Working from the line that contains "TARGET = glass roof" down to the last line below, repeat each line exactly.

** begin **

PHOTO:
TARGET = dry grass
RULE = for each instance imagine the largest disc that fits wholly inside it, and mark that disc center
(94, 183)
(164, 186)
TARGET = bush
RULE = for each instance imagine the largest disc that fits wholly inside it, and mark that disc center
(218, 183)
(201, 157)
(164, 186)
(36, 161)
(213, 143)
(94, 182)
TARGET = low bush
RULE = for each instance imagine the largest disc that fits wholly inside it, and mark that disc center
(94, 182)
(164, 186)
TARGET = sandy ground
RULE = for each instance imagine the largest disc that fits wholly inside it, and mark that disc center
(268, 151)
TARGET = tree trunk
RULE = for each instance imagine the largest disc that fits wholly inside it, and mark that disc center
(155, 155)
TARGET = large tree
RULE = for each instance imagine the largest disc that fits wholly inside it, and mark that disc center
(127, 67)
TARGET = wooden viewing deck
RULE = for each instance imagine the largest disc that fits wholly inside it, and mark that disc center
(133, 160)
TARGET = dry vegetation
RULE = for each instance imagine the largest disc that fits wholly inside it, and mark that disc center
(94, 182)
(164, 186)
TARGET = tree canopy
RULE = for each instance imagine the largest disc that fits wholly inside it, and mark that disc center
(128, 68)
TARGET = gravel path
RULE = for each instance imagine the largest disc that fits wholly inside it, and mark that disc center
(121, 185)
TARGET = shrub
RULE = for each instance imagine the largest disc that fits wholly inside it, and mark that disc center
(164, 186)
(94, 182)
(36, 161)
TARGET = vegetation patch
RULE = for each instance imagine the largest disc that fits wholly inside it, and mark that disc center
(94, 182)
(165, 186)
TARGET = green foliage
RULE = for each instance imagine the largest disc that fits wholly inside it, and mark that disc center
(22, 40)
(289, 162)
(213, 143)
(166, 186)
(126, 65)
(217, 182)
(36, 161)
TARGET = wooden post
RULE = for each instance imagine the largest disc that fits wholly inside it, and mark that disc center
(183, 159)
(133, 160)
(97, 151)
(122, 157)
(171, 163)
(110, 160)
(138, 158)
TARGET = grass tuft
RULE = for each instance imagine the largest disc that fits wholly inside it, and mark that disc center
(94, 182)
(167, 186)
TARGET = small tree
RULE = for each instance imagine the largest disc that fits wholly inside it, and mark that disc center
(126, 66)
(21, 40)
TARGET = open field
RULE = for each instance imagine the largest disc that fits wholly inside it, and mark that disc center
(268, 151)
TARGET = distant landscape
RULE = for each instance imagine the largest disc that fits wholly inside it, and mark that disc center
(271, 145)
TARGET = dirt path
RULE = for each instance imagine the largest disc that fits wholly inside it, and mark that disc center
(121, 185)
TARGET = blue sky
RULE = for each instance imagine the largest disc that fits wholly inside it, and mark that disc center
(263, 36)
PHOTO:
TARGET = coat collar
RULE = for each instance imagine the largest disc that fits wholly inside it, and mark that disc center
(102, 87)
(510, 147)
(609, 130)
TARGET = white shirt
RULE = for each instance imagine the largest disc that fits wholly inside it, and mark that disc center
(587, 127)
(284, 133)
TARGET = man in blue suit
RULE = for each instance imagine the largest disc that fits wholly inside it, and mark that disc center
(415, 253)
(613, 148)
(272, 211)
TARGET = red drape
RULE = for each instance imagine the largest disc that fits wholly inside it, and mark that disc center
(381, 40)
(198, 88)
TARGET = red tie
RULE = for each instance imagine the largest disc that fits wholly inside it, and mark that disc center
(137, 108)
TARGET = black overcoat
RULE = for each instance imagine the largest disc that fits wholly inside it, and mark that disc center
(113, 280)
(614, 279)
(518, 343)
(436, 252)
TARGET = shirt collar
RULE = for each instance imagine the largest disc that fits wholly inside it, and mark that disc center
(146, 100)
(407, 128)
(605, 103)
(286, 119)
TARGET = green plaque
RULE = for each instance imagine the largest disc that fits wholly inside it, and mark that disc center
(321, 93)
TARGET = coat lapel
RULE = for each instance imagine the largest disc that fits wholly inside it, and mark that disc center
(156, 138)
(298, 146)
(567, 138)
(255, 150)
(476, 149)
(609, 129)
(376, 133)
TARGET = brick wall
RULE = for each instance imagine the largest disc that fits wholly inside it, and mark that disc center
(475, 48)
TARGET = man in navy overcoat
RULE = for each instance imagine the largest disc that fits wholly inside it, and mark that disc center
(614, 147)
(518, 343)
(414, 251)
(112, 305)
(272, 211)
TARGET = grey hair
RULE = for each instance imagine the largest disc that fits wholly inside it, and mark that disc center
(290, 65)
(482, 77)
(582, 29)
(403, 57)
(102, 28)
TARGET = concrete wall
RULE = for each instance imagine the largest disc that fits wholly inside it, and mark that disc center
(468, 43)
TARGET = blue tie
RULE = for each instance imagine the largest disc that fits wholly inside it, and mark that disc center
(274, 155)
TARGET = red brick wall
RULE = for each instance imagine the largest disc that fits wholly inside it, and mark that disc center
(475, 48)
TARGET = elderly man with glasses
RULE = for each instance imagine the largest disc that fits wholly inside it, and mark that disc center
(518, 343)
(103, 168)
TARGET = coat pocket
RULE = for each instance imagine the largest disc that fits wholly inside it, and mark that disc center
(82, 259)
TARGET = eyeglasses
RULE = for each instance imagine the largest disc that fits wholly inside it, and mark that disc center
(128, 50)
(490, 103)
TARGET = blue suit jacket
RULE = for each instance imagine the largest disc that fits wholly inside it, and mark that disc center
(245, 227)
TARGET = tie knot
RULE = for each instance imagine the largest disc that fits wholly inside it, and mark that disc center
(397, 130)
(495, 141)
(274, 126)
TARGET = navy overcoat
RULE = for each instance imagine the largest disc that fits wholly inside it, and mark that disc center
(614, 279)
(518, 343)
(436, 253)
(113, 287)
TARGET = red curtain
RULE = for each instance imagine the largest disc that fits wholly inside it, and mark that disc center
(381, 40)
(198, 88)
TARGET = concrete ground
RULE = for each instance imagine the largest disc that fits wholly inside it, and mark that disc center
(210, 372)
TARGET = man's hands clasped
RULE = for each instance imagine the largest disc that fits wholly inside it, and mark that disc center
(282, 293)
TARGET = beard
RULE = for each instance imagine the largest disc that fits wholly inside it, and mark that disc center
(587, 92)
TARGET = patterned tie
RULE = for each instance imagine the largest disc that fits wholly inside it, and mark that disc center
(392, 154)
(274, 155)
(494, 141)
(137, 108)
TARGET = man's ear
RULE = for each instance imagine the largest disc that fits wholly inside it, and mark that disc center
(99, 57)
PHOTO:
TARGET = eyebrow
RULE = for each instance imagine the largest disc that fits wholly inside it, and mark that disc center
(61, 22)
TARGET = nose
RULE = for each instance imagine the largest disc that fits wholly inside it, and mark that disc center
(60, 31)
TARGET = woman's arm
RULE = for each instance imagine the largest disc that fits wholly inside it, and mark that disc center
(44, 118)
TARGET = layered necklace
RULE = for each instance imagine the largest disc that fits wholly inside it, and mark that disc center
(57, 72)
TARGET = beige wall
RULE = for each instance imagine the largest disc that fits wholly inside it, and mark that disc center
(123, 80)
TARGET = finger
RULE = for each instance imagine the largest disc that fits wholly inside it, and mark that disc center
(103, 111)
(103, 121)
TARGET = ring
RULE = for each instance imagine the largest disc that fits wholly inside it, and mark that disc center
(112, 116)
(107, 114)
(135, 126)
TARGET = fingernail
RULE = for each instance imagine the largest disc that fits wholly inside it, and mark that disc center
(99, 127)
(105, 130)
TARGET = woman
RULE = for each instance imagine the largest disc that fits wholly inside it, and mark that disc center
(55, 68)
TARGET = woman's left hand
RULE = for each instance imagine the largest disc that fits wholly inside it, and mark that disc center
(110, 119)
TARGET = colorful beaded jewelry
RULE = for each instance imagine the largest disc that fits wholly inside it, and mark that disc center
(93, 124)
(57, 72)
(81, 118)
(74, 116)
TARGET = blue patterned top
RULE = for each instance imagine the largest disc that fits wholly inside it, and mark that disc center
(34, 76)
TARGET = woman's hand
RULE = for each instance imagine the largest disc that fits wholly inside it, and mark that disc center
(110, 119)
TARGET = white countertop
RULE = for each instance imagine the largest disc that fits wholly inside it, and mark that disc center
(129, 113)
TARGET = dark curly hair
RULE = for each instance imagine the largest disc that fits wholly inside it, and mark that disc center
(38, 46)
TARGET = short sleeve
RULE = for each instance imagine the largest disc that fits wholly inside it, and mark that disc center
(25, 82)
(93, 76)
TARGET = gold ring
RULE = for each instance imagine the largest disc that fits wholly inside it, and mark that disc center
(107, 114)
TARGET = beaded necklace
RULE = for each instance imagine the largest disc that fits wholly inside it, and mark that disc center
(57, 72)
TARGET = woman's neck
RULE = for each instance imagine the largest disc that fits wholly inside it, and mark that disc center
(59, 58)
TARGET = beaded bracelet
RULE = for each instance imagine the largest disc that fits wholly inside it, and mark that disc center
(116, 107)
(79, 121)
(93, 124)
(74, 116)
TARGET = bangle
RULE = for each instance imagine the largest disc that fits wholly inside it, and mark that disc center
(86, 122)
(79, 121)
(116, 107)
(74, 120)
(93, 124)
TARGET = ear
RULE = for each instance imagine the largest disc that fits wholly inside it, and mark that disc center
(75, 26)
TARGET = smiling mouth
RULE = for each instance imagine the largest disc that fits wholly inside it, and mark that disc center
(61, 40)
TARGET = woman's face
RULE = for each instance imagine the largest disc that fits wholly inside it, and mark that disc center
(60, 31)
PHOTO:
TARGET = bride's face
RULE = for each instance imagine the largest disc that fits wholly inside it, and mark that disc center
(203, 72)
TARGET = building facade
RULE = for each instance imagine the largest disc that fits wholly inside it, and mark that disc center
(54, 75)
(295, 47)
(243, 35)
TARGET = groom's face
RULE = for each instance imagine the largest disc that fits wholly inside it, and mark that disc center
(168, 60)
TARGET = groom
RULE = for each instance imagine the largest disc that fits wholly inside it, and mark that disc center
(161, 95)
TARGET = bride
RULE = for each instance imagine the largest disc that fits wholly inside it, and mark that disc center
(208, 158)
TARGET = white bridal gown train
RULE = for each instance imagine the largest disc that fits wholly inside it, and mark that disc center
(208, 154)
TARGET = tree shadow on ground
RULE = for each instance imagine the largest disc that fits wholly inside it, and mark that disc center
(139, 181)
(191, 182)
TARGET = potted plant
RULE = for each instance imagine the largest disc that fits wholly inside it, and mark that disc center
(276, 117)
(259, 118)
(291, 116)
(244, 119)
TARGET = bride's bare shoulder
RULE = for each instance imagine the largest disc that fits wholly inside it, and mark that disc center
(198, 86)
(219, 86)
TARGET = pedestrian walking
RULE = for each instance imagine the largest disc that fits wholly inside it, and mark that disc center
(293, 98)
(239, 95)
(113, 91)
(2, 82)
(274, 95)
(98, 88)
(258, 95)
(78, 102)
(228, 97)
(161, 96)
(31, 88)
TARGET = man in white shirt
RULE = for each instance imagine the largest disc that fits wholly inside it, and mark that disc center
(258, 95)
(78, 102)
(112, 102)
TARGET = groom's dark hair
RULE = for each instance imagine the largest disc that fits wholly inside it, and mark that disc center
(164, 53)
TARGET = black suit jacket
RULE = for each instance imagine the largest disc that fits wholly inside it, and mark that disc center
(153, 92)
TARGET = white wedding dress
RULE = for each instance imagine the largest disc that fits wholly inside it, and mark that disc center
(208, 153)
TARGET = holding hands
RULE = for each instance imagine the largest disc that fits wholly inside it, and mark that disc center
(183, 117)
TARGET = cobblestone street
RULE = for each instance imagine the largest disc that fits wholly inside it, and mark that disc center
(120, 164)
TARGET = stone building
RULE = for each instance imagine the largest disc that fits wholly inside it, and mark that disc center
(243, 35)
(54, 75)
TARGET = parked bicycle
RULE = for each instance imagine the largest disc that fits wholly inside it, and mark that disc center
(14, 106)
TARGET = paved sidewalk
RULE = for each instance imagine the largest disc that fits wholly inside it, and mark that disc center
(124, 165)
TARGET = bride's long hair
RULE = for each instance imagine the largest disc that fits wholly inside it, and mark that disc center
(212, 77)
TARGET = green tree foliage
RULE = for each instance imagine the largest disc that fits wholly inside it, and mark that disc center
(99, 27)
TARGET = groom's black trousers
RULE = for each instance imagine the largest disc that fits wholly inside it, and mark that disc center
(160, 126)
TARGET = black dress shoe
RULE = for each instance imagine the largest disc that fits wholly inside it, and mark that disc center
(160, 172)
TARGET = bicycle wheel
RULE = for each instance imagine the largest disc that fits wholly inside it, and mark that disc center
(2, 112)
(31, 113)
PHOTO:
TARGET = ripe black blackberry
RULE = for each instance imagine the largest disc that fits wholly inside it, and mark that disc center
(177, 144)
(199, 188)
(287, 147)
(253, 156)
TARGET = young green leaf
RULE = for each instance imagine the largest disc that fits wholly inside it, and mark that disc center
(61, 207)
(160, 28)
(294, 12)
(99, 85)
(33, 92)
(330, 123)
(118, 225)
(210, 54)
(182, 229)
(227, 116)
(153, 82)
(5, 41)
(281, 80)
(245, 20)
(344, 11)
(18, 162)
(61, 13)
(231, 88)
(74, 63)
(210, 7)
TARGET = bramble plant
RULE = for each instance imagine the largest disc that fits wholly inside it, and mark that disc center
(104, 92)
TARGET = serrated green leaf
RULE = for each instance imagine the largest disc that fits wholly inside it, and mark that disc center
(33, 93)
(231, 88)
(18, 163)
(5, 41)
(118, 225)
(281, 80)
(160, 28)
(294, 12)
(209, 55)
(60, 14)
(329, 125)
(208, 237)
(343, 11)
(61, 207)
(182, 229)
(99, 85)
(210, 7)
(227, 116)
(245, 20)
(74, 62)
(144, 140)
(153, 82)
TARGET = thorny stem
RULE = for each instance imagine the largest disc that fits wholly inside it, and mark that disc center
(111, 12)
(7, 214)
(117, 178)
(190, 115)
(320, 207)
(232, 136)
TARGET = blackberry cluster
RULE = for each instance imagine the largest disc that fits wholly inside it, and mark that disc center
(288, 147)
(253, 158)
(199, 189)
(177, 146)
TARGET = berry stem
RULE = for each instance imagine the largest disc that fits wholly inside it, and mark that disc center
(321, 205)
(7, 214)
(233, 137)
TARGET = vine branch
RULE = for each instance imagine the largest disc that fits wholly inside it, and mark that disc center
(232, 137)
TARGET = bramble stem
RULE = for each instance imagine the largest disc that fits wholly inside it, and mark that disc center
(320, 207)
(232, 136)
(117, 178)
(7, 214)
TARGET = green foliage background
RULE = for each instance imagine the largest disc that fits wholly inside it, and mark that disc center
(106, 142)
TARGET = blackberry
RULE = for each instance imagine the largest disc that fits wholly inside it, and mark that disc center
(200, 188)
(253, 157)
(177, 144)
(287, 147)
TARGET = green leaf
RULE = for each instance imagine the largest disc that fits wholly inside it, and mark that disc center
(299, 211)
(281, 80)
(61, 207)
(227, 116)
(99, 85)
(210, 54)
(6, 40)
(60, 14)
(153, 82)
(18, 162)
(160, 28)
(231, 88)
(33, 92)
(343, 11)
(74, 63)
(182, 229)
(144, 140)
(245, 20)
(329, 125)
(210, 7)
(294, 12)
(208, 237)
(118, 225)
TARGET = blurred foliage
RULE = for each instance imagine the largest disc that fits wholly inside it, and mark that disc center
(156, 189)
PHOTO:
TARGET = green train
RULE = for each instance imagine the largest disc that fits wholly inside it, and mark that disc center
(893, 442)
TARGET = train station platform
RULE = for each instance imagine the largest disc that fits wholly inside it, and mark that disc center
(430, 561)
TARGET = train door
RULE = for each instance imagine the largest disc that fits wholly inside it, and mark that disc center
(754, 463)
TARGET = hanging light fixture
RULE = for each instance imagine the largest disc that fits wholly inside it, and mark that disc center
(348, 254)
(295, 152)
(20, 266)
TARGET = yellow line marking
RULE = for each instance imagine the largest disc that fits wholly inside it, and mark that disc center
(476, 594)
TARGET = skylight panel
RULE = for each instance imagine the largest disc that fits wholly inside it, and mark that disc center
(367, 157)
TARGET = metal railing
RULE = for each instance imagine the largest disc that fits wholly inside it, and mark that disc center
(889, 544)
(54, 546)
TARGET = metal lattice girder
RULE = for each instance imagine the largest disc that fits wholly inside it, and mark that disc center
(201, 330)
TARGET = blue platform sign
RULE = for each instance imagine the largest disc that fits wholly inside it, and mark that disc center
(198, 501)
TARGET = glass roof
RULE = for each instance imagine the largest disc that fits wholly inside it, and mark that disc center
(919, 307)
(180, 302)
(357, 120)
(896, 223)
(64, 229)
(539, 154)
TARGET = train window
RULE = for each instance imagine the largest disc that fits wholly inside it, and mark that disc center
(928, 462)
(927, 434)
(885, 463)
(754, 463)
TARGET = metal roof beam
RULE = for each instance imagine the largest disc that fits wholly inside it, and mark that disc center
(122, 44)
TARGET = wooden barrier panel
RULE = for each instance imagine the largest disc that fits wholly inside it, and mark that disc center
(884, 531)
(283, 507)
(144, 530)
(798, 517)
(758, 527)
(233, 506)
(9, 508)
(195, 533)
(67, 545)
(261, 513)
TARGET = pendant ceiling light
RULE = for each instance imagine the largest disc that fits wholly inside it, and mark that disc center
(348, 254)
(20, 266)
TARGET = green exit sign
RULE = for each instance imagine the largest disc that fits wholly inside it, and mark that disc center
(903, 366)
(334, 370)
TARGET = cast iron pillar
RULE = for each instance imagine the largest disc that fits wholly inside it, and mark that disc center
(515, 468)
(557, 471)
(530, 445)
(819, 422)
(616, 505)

** end **

## Solved problem
TARGET = glass roof
RULE = for each instance imagine the largest disc that fits wholly inside it, and mark that disc center
(919, 307)
(180, 302)
(357, 120)
(896, 223)
(64, 229)
(539, 154)
TARGET = train window
RULE = for each instance imagine the largest disc that fits wholly inside it, and mark that disc center
(928, 462)
(927, 434)
(885, 463)
(754, 463)
TARGET = metal roof beam
RULE = for each instance imagine the largest disc that fits wholly inside it, and mark that disc center
(122, 44)
TARGET = wooden barrier panel
RULE = for each instance imagine the largest disc that fits wholly inside it, and mark that disc center
(884, 531)
(283, 507)
(144, 530)
(798, 517)
(758, 527)
(233, 506)
(9, 508)
(195, 533)
(67, 545)
(261, 513)
TARGET = pendant ceiling light
RULE = for each instance imagine the largest disc that fits wholly inside it, and mark that disc center
(348, 254)
(20, 266)
TARGET = green exit sign
RULE = for each instance imagine the largest disc that fits wholly inside it, and mark that disc center
(903, 366)
(334, 370)
TARGET = cast iron pillar
RULE = for each instance imagine the largest disc that fits wholly inside it, and mark that disc center
(515, 468)
(557, 471)
(530, 445)
(819, 422)
(616, 505)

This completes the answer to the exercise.